### DATASET CONTENT
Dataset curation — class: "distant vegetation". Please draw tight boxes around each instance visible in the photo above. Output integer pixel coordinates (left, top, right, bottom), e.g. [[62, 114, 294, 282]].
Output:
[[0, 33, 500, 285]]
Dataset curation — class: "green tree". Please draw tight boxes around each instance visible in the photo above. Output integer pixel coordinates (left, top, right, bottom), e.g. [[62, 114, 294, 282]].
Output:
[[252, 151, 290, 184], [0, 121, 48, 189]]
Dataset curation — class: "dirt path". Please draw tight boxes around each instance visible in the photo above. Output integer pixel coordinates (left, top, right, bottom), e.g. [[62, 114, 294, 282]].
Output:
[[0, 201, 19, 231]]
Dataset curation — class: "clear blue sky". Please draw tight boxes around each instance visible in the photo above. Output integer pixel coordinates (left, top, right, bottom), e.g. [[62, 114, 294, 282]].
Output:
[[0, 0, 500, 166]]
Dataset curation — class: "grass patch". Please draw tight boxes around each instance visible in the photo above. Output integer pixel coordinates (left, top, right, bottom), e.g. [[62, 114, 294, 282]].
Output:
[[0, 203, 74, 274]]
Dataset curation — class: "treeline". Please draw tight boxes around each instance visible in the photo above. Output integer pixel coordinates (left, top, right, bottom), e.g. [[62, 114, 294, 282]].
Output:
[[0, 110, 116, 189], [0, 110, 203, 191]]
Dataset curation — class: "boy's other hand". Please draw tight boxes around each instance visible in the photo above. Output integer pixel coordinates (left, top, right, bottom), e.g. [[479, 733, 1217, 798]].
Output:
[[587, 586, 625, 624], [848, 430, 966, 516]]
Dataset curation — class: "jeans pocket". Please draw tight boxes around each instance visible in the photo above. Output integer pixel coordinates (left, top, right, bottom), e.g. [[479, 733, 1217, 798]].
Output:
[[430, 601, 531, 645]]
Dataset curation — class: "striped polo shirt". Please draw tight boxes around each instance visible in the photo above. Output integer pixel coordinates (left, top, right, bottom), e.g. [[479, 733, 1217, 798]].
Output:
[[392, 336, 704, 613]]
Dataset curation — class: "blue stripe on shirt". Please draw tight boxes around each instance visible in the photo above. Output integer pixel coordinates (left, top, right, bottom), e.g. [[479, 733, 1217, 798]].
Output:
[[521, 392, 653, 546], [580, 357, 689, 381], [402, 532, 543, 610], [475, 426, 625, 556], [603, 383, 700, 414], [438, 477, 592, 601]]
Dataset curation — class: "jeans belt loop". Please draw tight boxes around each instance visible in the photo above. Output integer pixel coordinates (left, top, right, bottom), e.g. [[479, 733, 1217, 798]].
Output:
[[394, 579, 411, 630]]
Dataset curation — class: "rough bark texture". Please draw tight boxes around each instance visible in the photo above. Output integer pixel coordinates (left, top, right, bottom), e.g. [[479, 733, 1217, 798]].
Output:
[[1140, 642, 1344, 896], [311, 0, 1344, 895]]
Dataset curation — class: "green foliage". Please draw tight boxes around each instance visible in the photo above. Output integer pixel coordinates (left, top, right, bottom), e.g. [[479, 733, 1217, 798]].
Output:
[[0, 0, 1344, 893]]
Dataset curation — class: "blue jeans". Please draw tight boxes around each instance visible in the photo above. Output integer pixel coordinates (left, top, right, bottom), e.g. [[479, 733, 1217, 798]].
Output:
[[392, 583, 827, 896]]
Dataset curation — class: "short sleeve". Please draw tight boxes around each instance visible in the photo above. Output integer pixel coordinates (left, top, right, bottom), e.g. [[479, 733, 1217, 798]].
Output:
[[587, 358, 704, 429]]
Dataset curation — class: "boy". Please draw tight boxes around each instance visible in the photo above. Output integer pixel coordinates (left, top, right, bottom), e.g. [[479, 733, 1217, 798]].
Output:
######
Find each line in the records above that contains the word "shirt" and copy those lines.

THE RESULT:
Dataset curation — class: "striped polo shirt". Please draw tight boxes around each instance visible in the photo above. Output integer pixel coordinates (left, top, right, bottom), e.g. [[479, 733, 1217, 798]].
Dataset curation — class: "blue stripe on shirt". Please draw tight boxes around each instance visible in the photo above. Output integer pixel coordinates (left, top, right, bottom), e.g. [[479, 733, 1217, 798]].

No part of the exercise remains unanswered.